Showing posts with label nice day to ride. Show all posts
Showing posts with label nice day to ride. Show all posts

06 June 2022

Happily Riding In A Moment Fugue

I have just had about as nice a cycling weekend as one can have without going to a country like the Netherlands or France where they actually see bikes as forms of transportation and recreational vehicles for people of all ages.

It rained during much of the past week. The good news is that I had a chance to catch up--or at least make progress--on a couple of bike- and writing-related projects. I'll say more about those later. As skies clared late Friday afternoon, while my religious faith did not return, it was enough to get me thinking that the cycling gods--some of whom I've written about in earlier posts-- were smiling on us.





We are in that "sweet spot" between spring and summer:  The air warm enough to cycle shorts and a light top, the water just warm enough for a swim or at least a dip (depending, of course, on your temperature sensitivity) and skies so clear--yes, even here in New York--that no matter how or where you ride, more roads, more fields, more water, stretch ahead of you--and the flowers that have budded and bloomed for the past few weeks pulse with color.

So I did a back-to-back of two old favorites:  Connecticut (the longer and hillier ride) on Saturday and Point Lookout yesterday.  While I am thinking, perhaps, of even longer rides in the coming weeks, I was content with what some might call the "Zen" way of riding:  I enjoyed the individual moments and what some might call The Moment of the rides writ large.

*Task 1*: Can you repeat everything in the cycling post from "Happily Riding In" down to "smiling on us."?
*Task 2*: Which ride does the cycling post say was done on Saturday?

Region pointing data:
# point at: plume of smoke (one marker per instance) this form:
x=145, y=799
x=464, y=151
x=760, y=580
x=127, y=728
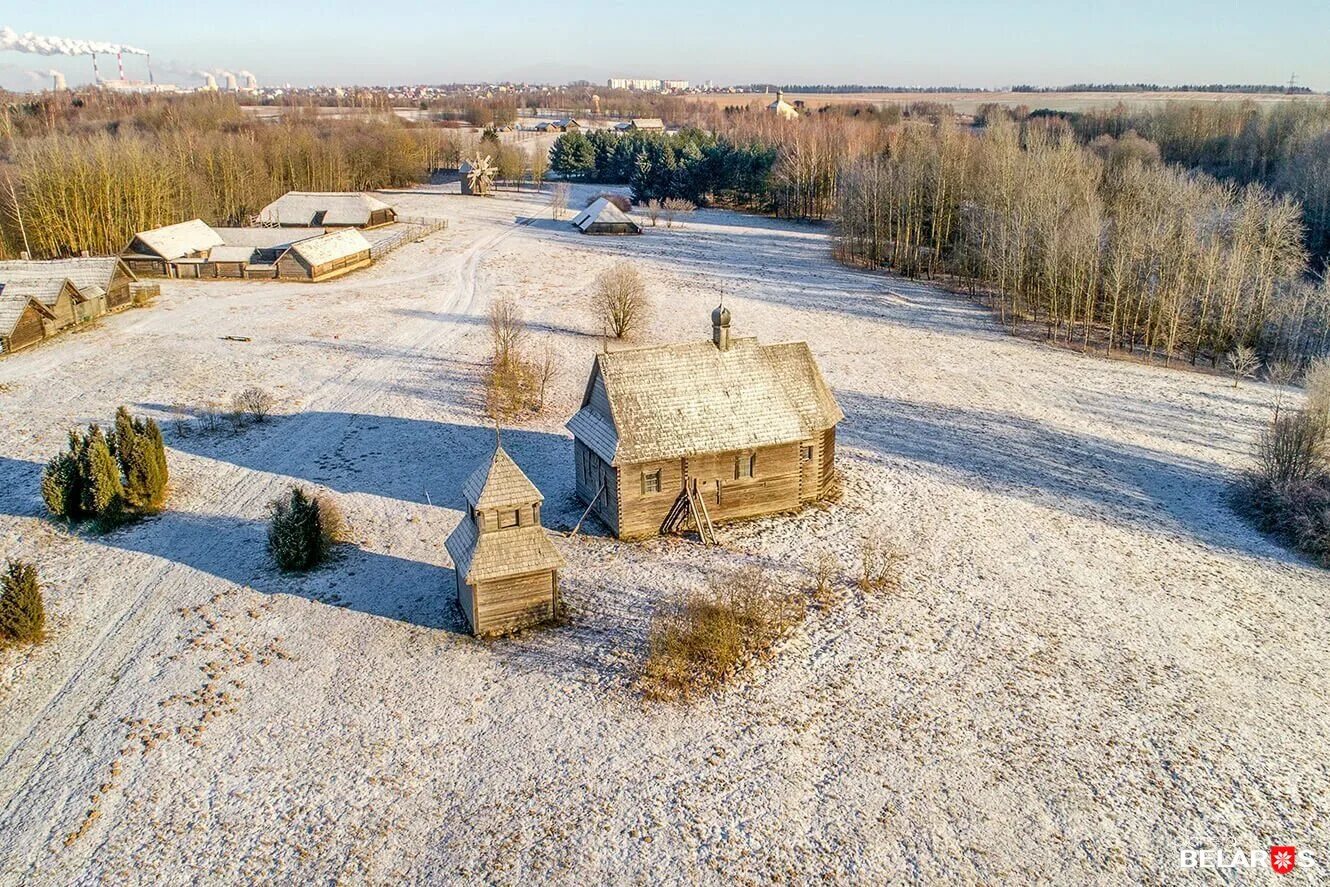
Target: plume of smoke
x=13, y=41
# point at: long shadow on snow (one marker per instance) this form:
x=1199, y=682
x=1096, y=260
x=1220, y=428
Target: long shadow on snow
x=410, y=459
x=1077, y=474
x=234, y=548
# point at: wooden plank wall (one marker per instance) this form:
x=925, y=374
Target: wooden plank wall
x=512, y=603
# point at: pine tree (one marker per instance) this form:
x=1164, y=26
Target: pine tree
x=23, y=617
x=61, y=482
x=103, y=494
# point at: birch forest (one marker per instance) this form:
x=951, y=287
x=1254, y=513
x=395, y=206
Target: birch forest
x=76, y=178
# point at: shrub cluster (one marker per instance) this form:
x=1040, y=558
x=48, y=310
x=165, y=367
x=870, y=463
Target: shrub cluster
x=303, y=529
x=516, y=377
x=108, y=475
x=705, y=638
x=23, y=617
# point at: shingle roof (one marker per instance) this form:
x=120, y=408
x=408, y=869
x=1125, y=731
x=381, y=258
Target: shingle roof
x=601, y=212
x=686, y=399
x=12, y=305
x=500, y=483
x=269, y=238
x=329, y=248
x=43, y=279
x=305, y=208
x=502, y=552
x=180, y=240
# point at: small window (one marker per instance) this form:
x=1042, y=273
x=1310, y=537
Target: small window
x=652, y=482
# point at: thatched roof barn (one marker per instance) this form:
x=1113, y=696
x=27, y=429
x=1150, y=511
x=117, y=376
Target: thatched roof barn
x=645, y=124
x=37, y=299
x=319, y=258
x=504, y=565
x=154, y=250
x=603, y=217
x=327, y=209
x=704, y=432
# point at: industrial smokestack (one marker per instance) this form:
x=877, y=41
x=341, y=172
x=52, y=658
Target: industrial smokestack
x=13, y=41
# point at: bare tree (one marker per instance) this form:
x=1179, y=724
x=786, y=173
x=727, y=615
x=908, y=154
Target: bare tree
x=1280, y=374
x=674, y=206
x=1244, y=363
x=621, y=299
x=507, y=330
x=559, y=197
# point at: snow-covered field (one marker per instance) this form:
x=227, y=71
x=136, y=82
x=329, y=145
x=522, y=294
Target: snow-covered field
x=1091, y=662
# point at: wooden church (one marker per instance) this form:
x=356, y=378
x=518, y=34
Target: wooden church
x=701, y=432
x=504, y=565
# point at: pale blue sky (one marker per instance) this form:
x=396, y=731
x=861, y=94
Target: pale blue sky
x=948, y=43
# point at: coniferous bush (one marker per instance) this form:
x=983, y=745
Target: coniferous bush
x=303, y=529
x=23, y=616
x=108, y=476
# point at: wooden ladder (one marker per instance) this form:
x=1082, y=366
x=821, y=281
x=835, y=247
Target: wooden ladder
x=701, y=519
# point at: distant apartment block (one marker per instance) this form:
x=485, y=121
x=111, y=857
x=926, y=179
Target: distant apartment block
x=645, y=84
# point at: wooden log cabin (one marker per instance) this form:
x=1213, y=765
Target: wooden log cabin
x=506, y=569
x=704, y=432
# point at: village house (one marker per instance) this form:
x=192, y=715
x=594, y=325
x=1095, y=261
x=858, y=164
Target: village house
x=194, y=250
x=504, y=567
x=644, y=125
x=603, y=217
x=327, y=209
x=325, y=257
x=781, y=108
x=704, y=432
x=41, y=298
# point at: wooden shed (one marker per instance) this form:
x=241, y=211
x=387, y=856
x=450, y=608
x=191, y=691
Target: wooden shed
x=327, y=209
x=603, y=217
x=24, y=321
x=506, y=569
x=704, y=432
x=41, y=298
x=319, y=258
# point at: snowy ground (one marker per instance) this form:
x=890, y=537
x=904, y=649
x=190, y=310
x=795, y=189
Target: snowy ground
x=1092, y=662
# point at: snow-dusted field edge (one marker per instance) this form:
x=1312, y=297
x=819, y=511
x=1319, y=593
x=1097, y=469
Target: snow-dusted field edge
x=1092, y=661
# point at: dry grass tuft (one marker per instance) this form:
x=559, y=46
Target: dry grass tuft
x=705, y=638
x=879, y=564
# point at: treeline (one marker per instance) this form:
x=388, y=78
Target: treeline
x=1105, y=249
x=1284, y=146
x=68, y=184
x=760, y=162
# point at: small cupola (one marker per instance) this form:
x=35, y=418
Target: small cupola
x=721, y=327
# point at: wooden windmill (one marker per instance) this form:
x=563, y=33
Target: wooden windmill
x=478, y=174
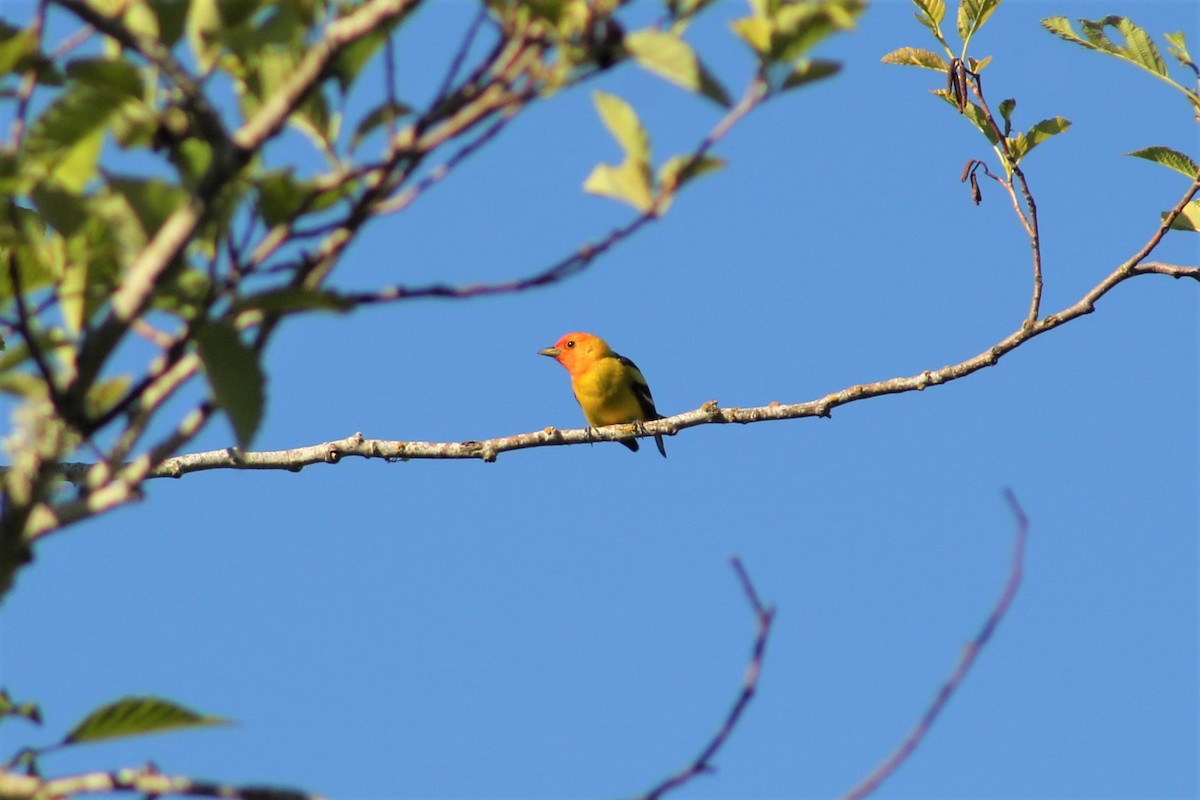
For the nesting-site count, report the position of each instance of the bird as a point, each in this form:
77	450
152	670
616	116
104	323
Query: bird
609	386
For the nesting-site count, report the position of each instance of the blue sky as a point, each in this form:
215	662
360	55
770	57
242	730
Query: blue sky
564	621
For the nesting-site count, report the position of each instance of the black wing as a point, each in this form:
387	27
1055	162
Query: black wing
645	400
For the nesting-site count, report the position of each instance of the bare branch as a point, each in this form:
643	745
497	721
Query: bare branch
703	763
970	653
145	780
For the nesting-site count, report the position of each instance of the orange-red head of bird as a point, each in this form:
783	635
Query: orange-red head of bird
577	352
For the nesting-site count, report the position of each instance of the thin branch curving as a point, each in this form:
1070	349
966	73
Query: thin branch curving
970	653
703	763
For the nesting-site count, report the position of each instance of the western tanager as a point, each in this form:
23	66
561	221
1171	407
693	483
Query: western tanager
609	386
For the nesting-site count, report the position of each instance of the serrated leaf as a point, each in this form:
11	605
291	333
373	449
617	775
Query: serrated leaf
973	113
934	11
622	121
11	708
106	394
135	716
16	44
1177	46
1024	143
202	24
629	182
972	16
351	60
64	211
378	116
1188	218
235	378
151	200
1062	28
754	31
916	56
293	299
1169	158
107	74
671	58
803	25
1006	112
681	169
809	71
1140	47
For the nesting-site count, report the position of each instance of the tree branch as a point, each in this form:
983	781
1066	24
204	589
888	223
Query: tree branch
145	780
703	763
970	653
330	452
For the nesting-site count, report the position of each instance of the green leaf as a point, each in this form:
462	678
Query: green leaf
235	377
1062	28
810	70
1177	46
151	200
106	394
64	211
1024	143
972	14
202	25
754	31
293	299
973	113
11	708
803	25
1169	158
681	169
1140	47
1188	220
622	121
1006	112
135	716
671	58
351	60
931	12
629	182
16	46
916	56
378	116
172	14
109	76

*Exercise output 1*:
Happily Riding In A Moment Fugue

I have just had about as nice a cycling weekend as one can have without going to a country like the Netherlands or France where they actually see bikes as forms of transportation and recreational vehicles for people of all ages.

It rained during much of the past week. The good news is that I had a chance to catch up--or at least make progress--on a couple of bike- and writing-related projects. I'll say more about those later. As skies clared late Friday afternoon, while my religious faith did not return, it was enough to get me thinking that the cycling gods--some of whom I've written about in earlier posts-- were smiling on us.

*Exercise output 2*: Connecticut, the longer and hillier ride.